» **SUPPLIED RECORDS**
========================

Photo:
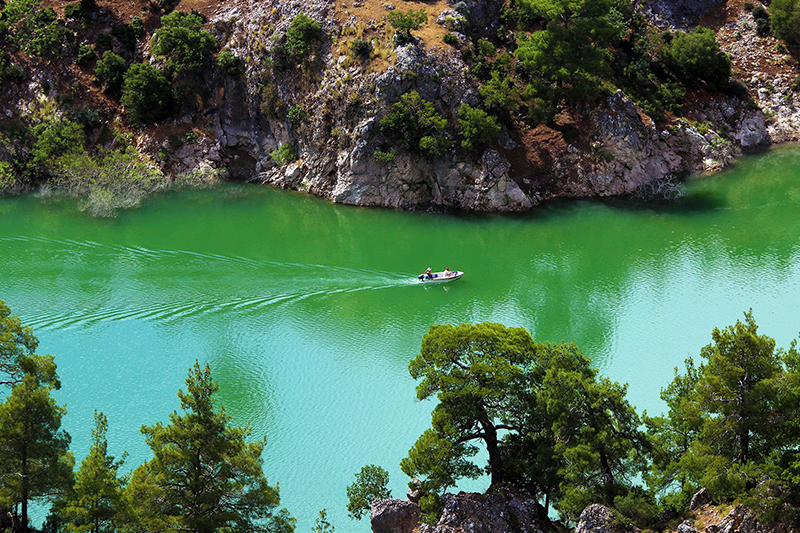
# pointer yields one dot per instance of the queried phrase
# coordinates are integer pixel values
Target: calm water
(308, 312)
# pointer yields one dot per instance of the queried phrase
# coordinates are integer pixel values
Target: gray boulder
(740, 520)
(598, 518)
(394, 516)
(488, 513)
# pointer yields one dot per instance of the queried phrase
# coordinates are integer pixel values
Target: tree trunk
(608, 477)
(24, 495)
(492, 446)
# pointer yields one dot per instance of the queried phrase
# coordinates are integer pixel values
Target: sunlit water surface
(309, 312)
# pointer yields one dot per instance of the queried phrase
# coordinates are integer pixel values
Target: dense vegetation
(552, 427)
(204, 475)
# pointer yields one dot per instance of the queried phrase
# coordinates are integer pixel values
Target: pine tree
(35, 463)
(18, 356)
(204, 477)
(93, 503)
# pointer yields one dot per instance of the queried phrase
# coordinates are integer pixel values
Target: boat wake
(170, 285)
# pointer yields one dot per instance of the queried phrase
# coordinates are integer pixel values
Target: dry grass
(372, 14)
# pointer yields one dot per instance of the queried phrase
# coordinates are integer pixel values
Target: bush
(297, 115)
(42, 34)
(56, 137)
(8, 178)
(303, 32)
(146, 93)
(477, 127)
(181, 39)
(110, 70)
(361, 49)
(104, 42)
(384, 157)
(285, 154)
(85, 55)
(500, 94)
(785, 15)
(413, 121)
(696, 57)
(370, 484)
(137, 25)
(73, 11)
(229, 63)
(126, 35)
(271, 103)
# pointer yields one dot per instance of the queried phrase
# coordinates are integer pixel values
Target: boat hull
(441, 277)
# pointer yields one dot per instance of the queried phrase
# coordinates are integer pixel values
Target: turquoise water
(309, 312)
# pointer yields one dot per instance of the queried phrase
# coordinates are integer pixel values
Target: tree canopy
(204, 476)
(549, 424)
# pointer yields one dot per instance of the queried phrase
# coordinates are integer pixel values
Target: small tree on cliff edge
(204, 476)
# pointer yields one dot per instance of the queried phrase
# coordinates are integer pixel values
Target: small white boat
(440, 277)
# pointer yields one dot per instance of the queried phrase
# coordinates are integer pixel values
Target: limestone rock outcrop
(598, 518)
(388, 515)
(488, 513)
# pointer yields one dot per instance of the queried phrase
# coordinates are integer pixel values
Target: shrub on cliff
(572, 54)
(303, 32)
(110, 70)
(187, 47)
(477, 127)
(370, 484)
(56, 137)
(695, 57)
(785, 15)
(414, 122)
(146, 93)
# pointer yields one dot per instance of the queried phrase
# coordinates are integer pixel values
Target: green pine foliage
(477, 127)
(301, 36)
(146, 93)
(35, 461)
(695, 57)
(56, 137)
(550, 425)
(413, 122)
(110, 70)
(204, 475)
(370, 484)
(732, 424)
(94, 503)
(285, 154)
(187, 47)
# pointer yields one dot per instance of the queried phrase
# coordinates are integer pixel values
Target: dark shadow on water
(691, 204)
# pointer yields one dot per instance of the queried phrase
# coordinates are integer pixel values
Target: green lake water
(309, 312)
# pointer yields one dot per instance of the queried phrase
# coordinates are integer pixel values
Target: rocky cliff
(517, 513)
(612, 148)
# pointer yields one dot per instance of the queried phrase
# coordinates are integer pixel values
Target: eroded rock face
(700, 498)
(740, 520)
(491, 513)
(388, 515)
(679, 12)
(598, 518)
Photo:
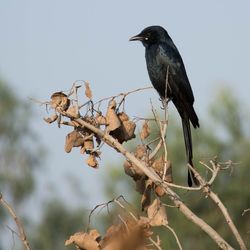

========================

» **THE TASK**
What you write should match the entries exactly, except that the pictures are dropped.

» **SOLUTION TO THIS TASK**
Photo:
# pointer yields one dot per instance of the queried phrase
# coordinates are integer pixel values
Target: calm water
(308, 312)
# pointer yields one dot per instance of the queried phrase
# coordinates are integer pixel values
Target: gray boulder
(740, 520)
(598, 518)
(394, 516)
(488, 513)
# pointer yields one dot per instance of the queried phrase
# coordinates are integer pixel values
Target: tree trunk
(608, 477)
(24, 495)
(492, 446)
# pointer yields one dot per instance of the queried phrase
# coordinates are integer pixel values
Target: sunlit water surface
(309, 312)
# pointer yields one dot per instance of the queried phrase
# coordinates are integer pixel values
Target: dense vegetation
(552, 427)
(204, 475)
# pointer yields one dot per instance of the queried phrase
# coordinates are integer pixel values
Target: pine tree
(35, 463)
(18, 356)
(204, 477)
(93, 503)
# pointer yields one dot per instance of the queried phrase
# coordinates are integer pixel values
Target: boat wake
(170, 285)
# pointer yields one dot per instance of the queried phrase
# coordinates are integer pixel values
Target: dry grass
(372, 14)
# pointer yields one dot per instance of the queried phrase
# coordinates are integer pixel values
Target: bush
(297, 115)
(42, 34)
(56, 137)
(8, 178)
(303, 32)
(146, 93)
(477, 127)
(181, 39)
(110, 70)
(361, 49)
(104, 42)
(384, 157)
(285, 154)
(85, 55)
(500, 94)
(785, 15)
(413, 121)
(696, 57)
(370, 484)
(137, 25)
(73, 11)
(229, 63)
(126, 35)
(271, 103)
# pointer yields one dot per instance of the queried phrase
# coordinates are integer pixel values
Target: boat hull
(441, 277)
# pointer yields one dot per instance of the queried phrase
# coordinates are integer pixel values
Target: turquoise water
(309, 312)
# pointer yields one dot per instance of the queried phrase
# coordinates are integer pixel values
Target: tree canopy
(204, 476)
(549, 424)
# pointer yields one dot per instance of the queried phrase
# coordinates are integer pixel values
Target: small tree on cliff edge
(204, 476)
# pointer yields one dot per instance of the queried phrase
# coordinates are integer pixel values
Target: small white boat
(440, 277)
# pointer yields one dot per instance of the queried phrase
# coordinates are integer pixel values
Target: limestone rock outcrop
(598, 518)
(388, 515)
(488, 513)
# pointer yields one dot per instance of the queried phrase
# coordinates are integer pixel values
Target: shrub on cliff
(572, 54)
(303, 32)
(110, 70)
(187, 47)
(477, 127)
(370, 484)
(56, 137)
(695, 57)
(785, 15)
(414, 122)
(146, 93)
# pointer yields one dot per instance of the queried phrase
# coordinates are integer pixel values
Target: green pine foliage
(477, 127)
(301, 36)
(146, 93)
(35, 461)
(695, 57)
(56, 137)
(550, 425)
(413, 122)
(110, 70)
(204, 475)
(370, 484)
(732, 424)
(94, 503)
(285, 154)
(187, 47)
# pointer yields one dot per instance of the queried phrase
# coordinates are integer pixel values
Target: dark shadow on water
(691, 204)
# pointer yields one dot per instance of the queried phrase
# coordinates are integer pixel values
Target: green lake water
(309, 312)
# pointer yields one dot per instance of the queried phrase
# coordinates are integer pixel values
Target: rocky cliff
(517, 513)
(612, 148)
# pointer yields one dot per instance of the queried phrase
# coordinates are integer pixel values
Target: eroded rock face
(700, 498)
(740, 520)
(491, 513)
(388, 515)
(679, 12)
(598, 518)
Photo:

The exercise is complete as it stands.